#### WHAT TO DO:
In exact form, please repeat the records from their opening line down to the line with "Could you point to the athlete", including that line.

Items from a dataset:
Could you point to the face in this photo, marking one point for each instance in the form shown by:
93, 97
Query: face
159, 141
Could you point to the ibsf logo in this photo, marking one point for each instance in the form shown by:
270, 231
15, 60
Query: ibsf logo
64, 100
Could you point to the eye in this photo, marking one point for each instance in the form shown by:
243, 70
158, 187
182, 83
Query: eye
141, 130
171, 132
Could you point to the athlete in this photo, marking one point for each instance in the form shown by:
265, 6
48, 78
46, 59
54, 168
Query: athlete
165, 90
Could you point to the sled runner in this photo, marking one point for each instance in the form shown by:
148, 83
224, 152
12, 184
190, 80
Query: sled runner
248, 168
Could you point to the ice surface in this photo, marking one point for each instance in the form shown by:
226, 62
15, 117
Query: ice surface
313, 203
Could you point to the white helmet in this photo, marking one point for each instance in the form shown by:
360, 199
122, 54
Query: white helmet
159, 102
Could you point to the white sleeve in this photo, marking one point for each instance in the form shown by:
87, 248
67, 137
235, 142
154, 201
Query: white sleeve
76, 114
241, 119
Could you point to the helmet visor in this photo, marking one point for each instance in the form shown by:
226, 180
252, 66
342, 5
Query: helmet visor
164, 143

#### SOLUTION TO THIS TASK:
Could you point to the face in this photo, marking one point for each instance in the form shown by:
93, 97
Query: face
159, 141
Could you point to the ibsf logo in this photo, marking one point for each instance in the form shown by:
270, 231
15, 60
Query: ibsf logo
64, 100
Could you point to the eye in this photo, marking one point for each instance in the form shown by:
243, 70
158, 187
182, 83
Query: eye
141, 130
171, 132
Could you point to the athlete in this photo, marking one point for each instance in the form shown by:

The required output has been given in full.